## Available data
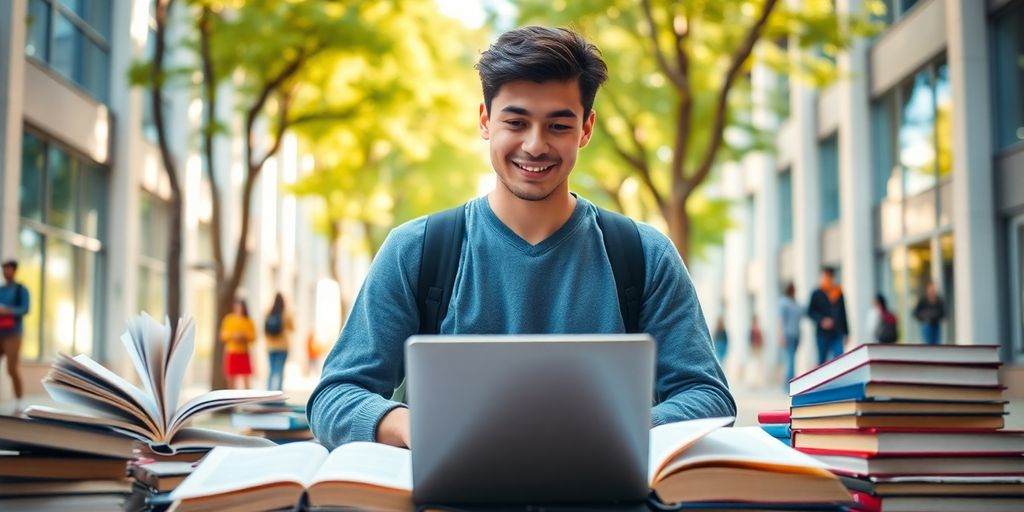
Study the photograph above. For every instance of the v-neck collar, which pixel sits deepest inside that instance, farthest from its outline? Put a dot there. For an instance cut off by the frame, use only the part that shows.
(566, 229)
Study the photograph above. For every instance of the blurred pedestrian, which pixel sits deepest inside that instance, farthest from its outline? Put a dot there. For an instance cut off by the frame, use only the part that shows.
(721, 338)
(238, 332)
(278, 331)
(930, 312)
(13, 307)
(790, 314)
(827, 309)
(886, 328)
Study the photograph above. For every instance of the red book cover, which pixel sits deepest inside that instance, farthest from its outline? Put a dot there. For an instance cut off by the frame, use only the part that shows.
(773, 417)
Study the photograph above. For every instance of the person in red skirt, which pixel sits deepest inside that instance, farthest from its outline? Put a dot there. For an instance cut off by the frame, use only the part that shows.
(238, 332)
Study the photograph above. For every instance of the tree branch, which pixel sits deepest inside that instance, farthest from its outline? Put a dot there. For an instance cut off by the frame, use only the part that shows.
(738, 57)
(284, 104)
(210, 90)
(663, 61)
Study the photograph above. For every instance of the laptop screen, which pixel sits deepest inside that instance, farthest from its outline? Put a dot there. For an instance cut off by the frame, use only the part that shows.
(529, 419)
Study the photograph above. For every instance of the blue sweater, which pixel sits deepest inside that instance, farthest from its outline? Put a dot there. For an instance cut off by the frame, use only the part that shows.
(504, 285)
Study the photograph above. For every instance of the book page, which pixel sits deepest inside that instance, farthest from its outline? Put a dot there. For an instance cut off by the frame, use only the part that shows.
(83, 368)
(371, 463)
(669, 440)
(227, 469)
(179, 353)
(98, 401)
(127, 428)
(193, 438)
(745, 446)
(145, 340)
(216, 399)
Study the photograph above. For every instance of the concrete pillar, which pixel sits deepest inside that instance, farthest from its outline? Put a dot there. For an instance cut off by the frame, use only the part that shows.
(806, 207)
(11, 96)
(766, 219)
(974, 215)
(737, 308)
(122, 242)
(855, 187)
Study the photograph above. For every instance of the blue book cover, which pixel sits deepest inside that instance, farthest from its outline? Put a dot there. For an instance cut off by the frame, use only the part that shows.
(848, 392)
(777, 429)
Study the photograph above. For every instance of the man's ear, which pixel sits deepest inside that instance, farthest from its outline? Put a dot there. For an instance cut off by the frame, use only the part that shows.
(588, 128)
(484, 121)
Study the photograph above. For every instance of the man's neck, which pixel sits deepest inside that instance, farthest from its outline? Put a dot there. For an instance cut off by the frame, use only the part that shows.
(534, 221)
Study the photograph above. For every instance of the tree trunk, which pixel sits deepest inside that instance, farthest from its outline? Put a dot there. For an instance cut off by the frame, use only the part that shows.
(333, 252)
(679, 227)
(174, 260)
(225, 299)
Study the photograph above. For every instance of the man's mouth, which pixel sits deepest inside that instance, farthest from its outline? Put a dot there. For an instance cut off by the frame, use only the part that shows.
(535, 168)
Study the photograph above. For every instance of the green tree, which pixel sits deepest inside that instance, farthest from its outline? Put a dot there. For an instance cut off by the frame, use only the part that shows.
(270, 52)
(415, 152)
(678, 99)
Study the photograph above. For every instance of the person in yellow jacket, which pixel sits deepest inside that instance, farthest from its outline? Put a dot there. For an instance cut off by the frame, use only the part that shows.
(278, 330)
(238, 332)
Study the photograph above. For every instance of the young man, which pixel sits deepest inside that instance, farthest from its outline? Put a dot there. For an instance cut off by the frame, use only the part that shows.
(13, 305)
(827, 309)
(532, 259)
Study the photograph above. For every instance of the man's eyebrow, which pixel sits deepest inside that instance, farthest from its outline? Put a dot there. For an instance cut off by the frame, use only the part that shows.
(523, 112)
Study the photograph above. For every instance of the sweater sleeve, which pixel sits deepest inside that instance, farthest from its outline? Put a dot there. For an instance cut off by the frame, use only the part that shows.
(367, 363)
(689, 381)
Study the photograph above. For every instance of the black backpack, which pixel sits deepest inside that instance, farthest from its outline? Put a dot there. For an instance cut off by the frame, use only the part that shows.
(273, 325)
(442, 245)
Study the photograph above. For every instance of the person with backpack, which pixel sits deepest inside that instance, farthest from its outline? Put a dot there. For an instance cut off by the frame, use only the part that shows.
(531, 258)
(886, 326)
(827, 309)
(13, 307)
(276, 331)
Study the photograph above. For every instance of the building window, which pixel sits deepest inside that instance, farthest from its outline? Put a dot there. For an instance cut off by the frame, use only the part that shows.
(896, 9)
(828, 178)
(62, 218)
(72, 37)
(884, 172)
(1008, 76)
(785, 207)
(152, 296)
(912, 134)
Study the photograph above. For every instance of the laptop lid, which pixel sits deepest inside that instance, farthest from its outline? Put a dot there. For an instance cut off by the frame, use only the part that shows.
(529, 419)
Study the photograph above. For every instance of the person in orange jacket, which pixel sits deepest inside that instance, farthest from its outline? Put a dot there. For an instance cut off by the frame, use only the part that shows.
(238, 332)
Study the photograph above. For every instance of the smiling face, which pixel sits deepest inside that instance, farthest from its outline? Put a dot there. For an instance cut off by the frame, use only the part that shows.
(536, 131)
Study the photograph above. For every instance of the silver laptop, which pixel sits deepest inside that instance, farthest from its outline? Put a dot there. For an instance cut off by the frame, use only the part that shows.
(529, 419)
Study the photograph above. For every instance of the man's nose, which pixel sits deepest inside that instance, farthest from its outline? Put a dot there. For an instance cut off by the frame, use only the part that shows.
(535, 143)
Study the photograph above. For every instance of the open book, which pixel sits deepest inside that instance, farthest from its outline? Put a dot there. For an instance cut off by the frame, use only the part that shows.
(693, 461)
(152, 414)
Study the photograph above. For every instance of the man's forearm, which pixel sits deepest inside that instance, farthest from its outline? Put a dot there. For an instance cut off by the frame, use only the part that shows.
(393, 428)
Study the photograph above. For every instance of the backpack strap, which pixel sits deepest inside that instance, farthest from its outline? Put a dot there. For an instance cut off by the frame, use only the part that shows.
(441, 247)
(622, 242)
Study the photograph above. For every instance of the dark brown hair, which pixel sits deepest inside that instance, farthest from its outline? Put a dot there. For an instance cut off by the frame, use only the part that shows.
(540, 54)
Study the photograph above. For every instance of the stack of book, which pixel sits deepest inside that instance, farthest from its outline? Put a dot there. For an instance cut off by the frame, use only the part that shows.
(280, 423)
(52, 466)
(776, 424)
(154, 479)
(912, 427)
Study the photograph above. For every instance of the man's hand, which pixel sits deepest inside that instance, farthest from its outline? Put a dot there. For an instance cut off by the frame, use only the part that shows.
(393, 428)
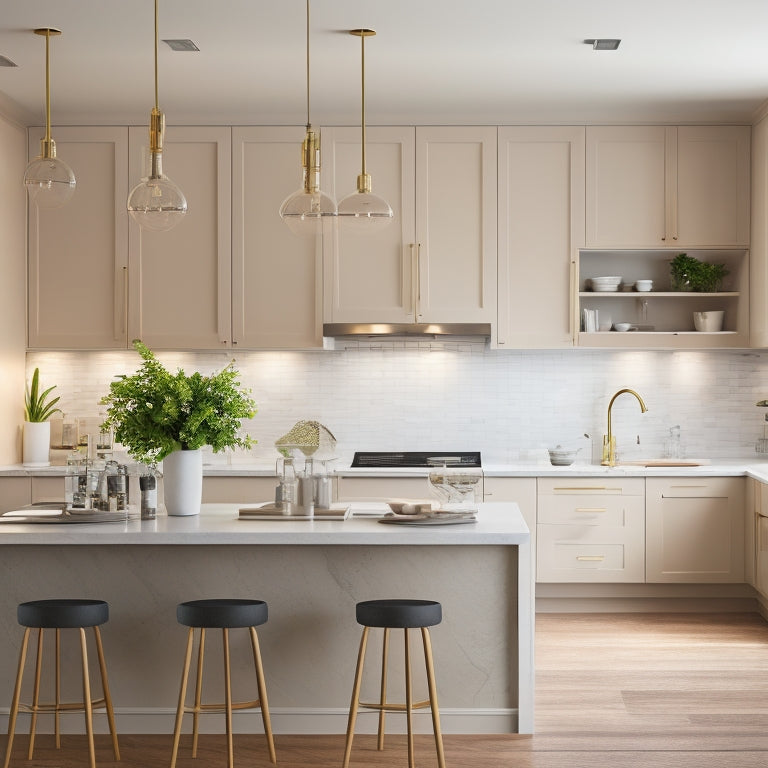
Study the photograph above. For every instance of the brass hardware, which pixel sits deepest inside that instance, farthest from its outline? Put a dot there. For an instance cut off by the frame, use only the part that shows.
(609, 441)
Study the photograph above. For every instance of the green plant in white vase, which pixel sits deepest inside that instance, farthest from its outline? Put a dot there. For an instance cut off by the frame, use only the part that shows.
(162, 416)
(39, 406)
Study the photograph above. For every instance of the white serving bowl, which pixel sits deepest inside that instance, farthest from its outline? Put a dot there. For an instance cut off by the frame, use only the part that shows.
(708, 322)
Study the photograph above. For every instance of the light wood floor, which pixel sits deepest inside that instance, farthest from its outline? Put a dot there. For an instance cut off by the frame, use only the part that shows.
(625, 691)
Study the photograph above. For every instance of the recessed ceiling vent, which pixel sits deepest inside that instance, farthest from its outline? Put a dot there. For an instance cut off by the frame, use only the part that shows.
(604, 43)
(181, 45)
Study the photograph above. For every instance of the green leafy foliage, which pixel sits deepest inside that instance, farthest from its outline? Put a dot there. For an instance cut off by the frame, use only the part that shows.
(155, 412)
(690, 274)
(37, 406)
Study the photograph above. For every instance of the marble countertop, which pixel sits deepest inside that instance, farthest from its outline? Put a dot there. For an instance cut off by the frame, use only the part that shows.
(498, 523)
(747, 466)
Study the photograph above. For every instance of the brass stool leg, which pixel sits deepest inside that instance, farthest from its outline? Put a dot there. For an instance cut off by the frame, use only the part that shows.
(105, 688)
(198, 692)
(228, 698)
(355, 697)
(409, 702)
(35, 694)
(383, 697)
(263, 695)
(182, 697)
(87, 700)
(433, 697)
(57, 685)
(16, 695)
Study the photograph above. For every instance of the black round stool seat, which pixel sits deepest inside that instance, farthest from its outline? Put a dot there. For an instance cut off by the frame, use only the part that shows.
(63, 614)
(222, 613)
(400, 614)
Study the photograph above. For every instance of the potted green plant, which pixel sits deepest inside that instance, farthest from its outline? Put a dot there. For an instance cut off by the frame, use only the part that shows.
(690, 274)
(36, 436)
(162, 416)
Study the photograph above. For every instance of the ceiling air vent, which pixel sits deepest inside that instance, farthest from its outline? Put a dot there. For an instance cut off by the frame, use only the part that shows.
(181, 45)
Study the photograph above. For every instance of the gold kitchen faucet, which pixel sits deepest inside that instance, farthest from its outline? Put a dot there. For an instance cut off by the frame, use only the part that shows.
(609, 441)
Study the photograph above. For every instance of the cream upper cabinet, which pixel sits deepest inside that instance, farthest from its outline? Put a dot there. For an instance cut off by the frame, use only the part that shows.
(456, 224)
(695, 529)
(370, 277)
(540, 225)
(179, 286)
(436, 262)
(657, 186)
(78, 254)
(276, 275)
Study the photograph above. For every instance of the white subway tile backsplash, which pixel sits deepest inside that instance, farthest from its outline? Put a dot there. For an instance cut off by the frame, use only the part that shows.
(418, 395)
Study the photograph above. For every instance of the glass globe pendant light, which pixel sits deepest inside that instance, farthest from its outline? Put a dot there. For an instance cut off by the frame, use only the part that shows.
(156, 203)
(362, 208)
(48, 179)
(305, 209)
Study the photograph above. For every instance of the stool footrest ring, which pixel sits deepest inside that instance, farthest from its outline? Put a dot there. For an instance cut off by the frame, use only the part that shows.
(395, 707)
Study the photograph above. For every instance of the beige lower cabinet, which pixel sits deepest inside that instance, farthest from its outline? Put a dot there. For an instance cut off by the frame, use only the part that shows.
(590, 530)
(15, 492)
(695, 529)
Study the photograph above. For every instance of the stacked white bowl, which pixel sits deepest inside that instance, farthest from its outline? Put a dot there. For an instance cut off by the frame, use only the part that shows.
(610, 283)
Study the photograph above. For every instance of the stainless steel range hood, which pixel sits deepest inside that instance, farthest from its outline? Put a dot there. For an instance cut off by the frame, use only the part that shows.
(407, 329)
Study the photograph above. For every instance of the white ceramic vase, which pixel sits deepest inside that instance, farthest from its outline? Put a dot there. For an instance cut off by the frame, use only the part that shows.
(183, 482)
(36, 441)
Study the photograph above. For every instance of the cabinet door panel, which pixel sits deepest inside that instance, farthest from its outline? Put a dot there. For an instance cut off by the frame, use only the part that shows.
(368, 278)
(78, 254)
(276, 275)
(695, 530)
(626, 186)
(713, 185)
(541, 222)
(180, 279)
(456, 224)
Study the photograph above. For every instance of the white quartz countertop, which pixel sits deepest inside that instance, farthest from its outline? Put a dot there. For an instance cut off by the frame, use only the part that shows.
(498, 523)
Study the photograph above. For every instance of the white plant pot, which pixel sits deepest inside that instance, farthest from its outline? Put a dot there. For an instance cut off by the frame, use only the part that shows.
(36, 442)
(183, 482)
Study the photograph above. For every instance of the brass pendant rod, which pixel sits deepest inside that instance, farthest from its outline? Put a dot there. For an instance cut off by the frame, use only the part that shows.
(157, 99)
(47, 138)
(309, 125)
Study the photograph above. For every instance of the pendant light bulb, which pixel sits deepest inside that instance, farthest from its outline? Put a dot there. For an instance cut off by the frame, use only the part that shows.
(304, 210)
(48, 179)
(362, 209)
(156, 203)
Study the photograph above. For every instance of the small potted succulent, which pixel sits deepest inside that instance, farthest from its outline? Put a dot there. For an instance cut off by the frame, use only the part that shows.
(161, 416)
(38, 408)
(690, 274)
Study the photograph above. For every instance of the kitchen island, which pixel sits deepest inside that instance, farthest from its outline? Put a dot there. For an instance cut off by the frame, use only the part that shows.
(311, 573)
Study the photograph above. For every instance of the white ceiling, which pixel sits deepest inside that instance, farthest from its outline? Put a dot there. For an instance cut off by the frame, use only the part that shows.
(432, 61)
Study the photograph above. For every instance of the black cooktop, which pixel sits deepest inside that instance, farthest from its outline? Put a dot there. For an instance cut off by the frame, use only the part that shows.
(416, 459)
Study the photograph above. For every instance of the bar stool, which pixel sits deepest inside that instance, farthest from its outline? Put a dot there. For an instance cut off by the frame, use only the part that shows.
(405, 615)
(58, 615)
(224, 614)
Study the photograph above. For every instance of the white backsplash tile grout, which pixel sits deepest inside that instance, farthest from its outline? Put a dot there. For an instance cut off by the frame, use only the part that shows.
(428, 395)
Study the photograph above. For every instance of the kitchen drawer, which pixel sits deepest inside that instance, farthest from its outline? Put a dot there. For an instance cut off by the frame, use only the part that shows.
(574, 553)
(589, 509)
(594, 486)
(384, 488)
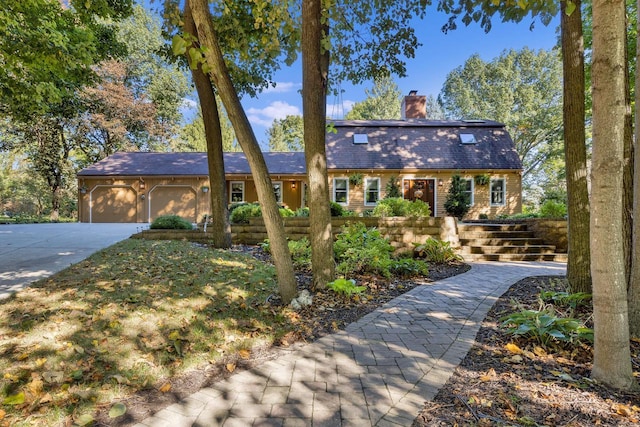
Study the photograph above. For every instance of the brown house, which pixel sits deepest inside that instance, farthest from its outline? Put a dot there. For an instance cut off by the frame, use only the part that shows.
(362, 157)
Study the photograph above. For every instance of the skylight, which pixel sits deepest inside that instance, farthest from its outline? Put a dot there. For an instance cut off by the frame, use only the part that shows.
(360, 138)
(467, 138)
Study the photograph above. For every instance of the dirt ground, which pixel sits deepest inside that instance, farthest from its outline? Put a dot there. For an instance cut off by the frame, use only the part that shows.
(496, 386)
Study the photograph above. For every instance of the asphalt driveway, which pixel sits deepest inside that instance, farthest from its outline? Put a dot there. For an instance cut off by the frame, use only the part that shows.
(29, 252)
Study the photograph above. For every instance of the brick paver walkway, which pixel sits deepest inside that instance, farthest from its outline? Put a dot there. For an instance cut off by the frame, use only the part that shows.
(378, 372)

## What you should do
Transcribe the line that contains "the skylight, which" exactly, then each line after it through the end of the material. Nothing else belongs in the output.

## Solution to this exercise
Study the photograph above. For every instance of the skylight, which pixel sits deepest inside that instance, farthest from its outline? Put a dot there. For an instance cut off by the frame, use only the part that shows.
(360, 138)
(467, 138)
Study the photograph above. For every instance of the dirt ground, which pixel sits deepest inside that instance, farthest from its outline? Put a dot there. For an instance cut off by the frame, use only the part that shows.
(496, 386)
Study the photograph above. For every instance of the asphalt driveway, which pixel sits deepest inside that instance, farthest from its outline? Put a dot there. For an instance cut off by the frame, use only the part that shows.
(29, 252)
Study the photograph above. For every instance of the brick paver walkway, which pixel sits deepest inside that instance, farthest from its outline? Put a dot there. For an instance cut off by the frame, use only the part that shows.
(378, 372)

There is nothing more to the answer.